* _TRAVAUX DEMANDÉS_
A) Reproduisez à l'identique le passage de l'extrait ci-dessous consacré à l'Ensemble Koteba, en commençant par « Nous, nous sommes » et en poursuivant jusqu'à « de la brousse. ».
B) D'après l'extrait ci-dessous consacré à l'Ensemble Koteba, dans quelles langues la troupe s'exprime-t-elle sur scène ?

─── EXTRAIT DU DOCUMENT ───

Nous, nous sommes d’emblée explicitement inscrit dans la problématique de la ville africaine avec sa nouvelle culture en émergence. Les thèmes étaient et continuent d’être puisés dans le quotidien des quartiers populaires, même si quelques fois nous avons fait des escapades dans d’autres univers avec Waramba, Opéra mandingue, Funérailles tropicales, ou avec des commandes comme Navetanes ou Dozo, la colère de la brousse.
Nous développons un style propre à nous que tout le monde reconnaît :
– nous parlons au présent,
– nous parlons de la ville,
– nous parlons dans les langues africaines et en français populaire,
– nous empruntons à tous les arts de la scène : théâtre, danse, musique, chant, mime, etc.
Toutes ces composantes s’expriment en live, ce qui donne des spectacles à effectif important.
Le but est de rendre notre théâtre « populaire » en ce sens qu’il demeure accessible à tous aussi bien en tant que spectateur, mais également, éventuellement, en tant qu’acteur « .
De L’Appel du tamtam en 1974 à « La Cour » en 2002, Koly passe au crible les intrigues les plus alarmantes (Commandant Jupiter & ses Blacks Nouchis) , révèle les passions les plus violentes (Eh, Didi Yako), met en garde contre les illusions les plus aveuglantes (Adama Champion), épingle les pouvoirs les plus mégalos (Funérailles Tropicales),évoque les légendes séculaires (Waramba, Opéra mandingue), donne à lire ses carnet de route (Navetanes), renvoie aux valeurs traditionnelles (Dozo, la colère de la brousse). Des créations riches et variées qui parcourront les pistes et les routes d’Afrique, d’Alger à Harare et de Dakar à N’Djamena. Au-delà du continent, l’Ensemble Koteba effectuera sa première sortie européenne au Festival de Nancy à Fouard en 1980, pour ensuite donnera une série de représentations à Beaubourg en 82. Depuis, il tourne en Amérique du Nord, dans l’Océan Pacifique et partout en Europe.

─── DONNÉES EXTRAITES ───

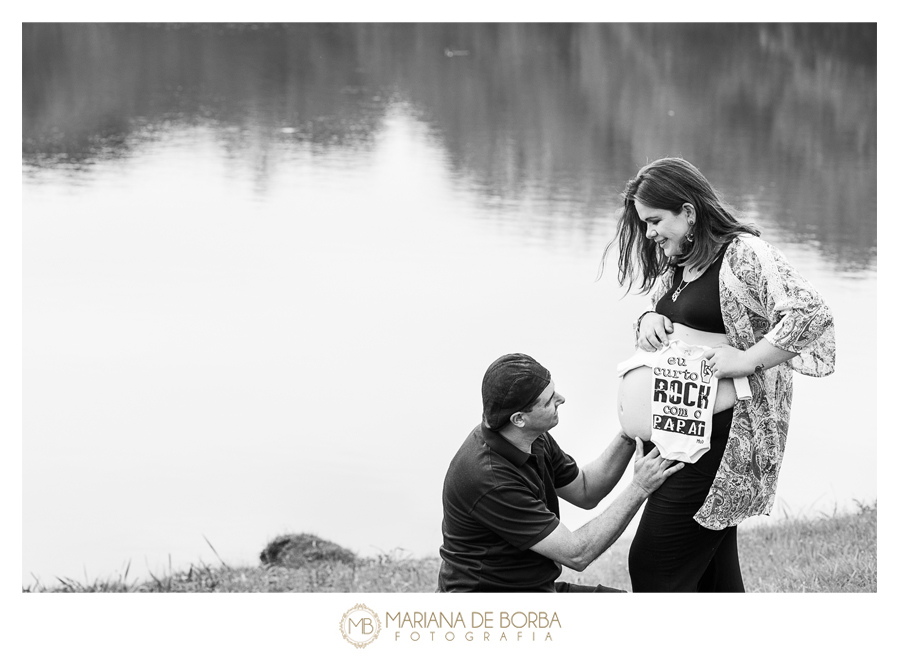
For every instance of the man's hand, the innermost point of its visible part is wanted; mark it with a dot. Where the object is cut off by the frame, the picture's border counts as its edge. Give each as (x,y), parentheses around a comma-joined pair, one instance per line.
(653,332)
(651,470)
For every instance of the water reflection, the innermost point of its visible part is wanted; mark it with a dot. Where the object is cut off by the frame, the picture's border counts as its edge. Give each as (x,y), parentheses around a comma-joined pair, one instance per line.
(781,117)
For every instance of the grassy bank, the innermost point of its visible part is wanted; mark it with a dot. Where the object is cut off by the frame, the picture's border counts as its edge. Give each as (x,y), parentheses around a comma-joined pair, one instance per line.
(821,554)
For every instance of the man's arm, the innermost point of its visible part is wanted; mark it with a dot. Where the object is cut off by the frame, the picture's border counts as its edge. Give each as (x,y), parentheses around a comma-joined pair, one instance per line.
(578,549)
(599,477)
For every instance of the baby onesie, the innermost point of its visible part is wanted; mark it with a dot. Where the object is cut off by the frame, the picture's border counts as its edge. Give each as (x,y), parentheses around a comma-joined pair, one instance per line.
(682,398)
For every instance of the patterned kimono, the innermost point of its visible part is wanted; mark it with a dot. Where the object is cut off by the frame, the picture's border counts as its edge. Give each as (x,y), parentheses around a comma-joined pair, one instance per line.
(762,296)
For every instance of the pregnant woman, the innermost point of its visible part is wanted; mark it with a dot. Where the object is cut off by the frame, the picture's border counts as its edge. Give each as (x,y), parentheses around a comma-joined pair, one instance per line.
(733,302)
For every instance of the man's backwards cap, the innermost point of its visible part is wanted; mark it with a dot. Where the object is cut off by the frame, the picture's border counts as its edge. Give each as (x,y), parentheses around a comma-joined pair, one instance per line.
(512,383)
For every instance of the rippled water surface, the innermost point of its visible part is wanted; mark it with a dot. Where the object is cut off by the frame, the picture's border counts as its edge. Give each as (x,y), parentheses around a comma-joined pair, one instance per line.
(264,268)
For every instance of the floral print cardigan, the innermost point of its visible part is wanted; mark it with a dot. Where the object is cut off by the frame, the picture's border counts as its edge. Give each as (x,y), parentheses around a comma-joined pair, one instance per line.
(762,296)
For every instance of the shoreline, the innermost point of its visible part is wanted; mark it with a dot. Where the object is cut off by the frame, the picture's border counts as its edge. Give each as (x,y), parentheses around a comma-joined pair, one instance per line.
(836,553)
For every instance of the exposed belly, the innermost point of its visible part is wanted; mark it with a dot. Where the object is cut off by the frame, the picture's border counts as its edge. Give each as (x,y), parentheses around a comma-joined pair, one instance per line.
(635,415)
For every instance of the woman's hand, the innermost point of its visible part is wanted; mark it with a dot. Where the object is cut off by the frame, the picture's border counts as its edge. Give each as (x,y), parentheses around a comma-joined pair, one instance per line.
(728,362)
(653,332)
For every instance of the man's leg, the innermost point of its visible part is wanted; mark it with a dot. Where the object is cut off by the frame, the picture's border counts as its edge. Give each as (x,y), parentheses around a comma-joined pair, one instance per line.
(564,587)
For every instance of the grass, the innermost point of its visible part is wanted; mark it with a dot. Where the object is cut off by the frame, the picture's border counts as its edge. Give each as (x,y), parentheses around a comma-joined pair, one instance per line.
(835,553)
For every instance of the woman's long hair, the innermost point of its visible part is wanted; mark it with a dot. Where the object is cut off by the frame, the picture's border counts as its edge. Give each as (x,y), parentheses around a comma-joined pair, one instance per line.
(668,184)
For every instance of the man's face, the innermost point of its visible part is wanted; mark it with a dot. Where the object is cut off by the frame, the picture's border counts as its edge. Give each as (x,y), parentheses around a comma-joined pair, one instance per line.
(544,415)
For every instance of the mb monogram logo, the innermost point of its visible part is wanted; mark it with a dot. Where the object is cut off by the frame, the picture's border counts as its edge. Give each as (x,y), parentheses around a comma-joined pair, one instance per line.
(360,626)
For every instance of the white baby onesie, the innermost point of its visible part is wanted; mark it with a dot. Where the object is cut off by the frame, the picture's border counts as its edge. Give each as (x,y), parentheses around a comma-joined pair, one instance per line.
(682,399)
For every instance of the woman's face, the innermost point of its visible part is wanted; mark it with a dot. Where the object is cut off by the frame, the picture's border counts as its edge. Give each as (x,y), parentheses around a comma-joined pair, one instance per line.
(665,228)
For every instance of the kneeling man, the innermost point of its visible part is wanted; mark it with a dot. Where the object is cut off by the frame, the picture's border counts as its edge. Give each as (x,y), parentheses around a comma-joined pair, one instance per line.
(502,530)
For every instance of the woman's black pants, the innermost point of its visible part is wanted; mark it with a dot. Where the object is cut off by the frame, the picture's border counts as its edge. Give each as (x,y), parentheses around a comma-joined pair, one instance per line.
(673,553)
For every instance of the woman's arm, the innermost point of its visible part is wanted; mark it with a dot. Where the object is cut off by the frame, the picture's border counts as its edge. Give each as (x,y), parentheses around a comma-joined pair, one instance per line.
(801,327)
(729,362)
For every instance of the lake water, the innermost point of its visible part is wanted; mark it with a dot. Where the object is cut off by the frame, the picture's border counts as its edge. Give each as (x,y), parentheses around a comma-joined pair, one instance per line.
(265,267)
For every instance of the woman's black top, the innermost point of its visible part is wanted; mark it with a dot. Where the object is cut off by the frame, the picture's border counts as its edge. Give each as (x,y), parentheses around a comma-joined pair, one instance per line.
(698,304)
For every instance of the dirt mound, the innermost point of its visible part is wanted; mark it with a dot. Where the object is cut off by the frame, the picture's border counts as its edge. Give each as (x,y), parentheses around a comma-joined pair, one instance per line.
(300,550)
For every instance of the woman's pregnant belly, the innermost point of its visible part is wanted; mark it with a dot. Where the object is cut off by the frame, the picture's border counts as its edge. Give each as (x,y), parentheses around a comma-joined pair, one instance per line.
(636,385)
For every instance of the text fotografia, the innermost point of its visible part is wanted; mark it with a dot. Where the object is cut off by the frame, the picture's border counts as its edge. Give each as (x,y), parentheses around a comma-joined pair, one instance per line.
(478,626)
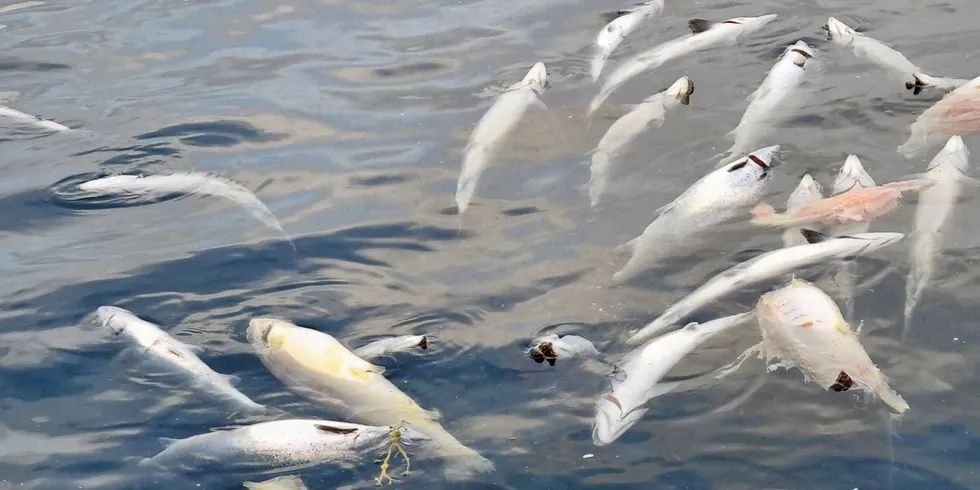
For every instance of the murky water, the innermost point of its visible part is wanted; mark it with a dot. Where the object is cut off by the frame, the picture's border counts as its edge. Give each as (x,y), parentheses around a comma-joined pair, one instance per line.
(349,120)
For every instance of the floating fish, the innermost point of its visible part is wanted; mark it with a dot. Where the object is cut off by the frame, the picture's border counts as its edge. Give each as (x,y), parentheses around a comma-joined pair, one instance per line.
(553,347)
(612,35)
(802,327)
(704,35)
(715,198)
(948,170)
(636,379)
(821,248)
(181,357)
(650,113)
(807,191)
(856,205)
(185,183)
(495,125)
(317,366)
(778,97)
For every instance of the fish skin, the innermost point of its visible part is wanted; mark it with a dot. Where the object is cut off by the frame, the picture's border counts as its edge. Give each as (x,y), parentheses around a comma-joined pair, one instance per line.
(649,113)
(717,34)
(613,34)
(764,267)
(161,346)
(317,366)
(494,126)
(637,378)
(935,205)
(714,199)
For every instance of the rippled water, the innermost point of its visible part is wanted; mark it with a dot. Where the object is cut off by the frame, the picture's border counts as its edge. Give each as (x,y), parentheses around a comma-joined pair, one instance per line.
(348,119)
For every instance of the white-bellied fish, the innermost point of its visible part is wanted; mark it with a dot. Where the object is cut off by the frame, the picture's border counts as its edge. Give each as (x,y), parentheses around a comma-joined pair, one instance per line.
(649,113)
(160,346)
(715,198)
(948,170)
(820,249)
(494,126)
(704,35)
(317,366)
(637,378)
(613,34)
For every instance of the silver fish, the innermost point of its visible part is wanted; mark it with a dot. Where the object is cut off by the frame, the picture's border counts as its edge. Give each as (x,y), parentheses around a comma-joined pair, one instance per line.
(769,265)
(162,347)
(637,378)
(704,35)
(715,198)
(650,113)
(495,125)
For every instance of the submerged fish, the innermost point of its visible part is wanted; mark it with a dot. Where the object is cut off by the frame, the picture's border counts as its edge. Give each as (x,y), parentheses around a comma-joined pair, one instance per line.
(856,205)
(494,126)
(162,347)
(821,248)
(612,35)
(948,170)
(650,112)
(704,35)
(715,198)
(636,379)
(317,366)
(802,327)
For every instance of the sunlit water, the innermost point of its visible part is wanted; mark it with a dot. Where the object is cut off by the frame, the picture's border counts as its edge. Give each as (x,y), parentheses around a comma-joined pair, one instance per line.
(348,119)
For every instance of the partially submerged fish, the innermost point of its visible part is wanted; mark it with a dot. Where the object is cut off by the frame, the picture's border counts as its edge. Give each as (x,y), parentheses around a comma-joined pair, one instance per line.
(317,366)
(636,379)
(715,198)
(649,113)
(612,35)
(821,248)
(494,126)
(160,346)
(555,346)
(856,205)
(802,327)
(948,170)
(704,35)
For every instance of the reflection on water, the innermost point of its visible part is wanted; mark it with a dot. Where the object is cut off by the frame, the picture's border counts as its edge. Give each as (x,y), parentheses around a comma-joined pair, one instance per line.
(348,119)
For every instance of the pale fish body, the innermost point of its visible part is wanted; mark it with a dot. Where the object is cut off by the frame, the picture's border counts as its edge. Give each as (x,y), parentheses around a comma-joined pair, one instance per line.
(649,113)
(704,35)
(637,378)
(807,191)
(494,126)
(391,345)
(613,34)
(277,446)
(715,198)
(317,366)
(775,99)
(822,248)
(947,169)
(160,346)
(802,327)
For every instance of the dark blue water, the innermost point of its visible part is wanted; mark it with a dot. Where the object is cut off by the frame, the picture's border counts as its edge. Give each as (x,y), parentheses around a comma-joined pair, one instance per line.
(348,119)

───

* _CORRIGÉ DE L'EXERCICE_
A)
Nous, nous sommes d’emblée explicitement inscrit dans la problématique de la ville africaine avec sa nouvelle culture en émergence. Les thèmes étaient et continuent d’être puisés dans le quotidien des quartiers populaires, même si quelques fois nous avons fait des escapades dans d’autres univers avec Waramba, Opéra mandingue, Funérailles tropicales, ou avec des commandes comme Navetanes ou Dozo, la colère de la brousse.

B) Dans les langues africaines et en français populaire.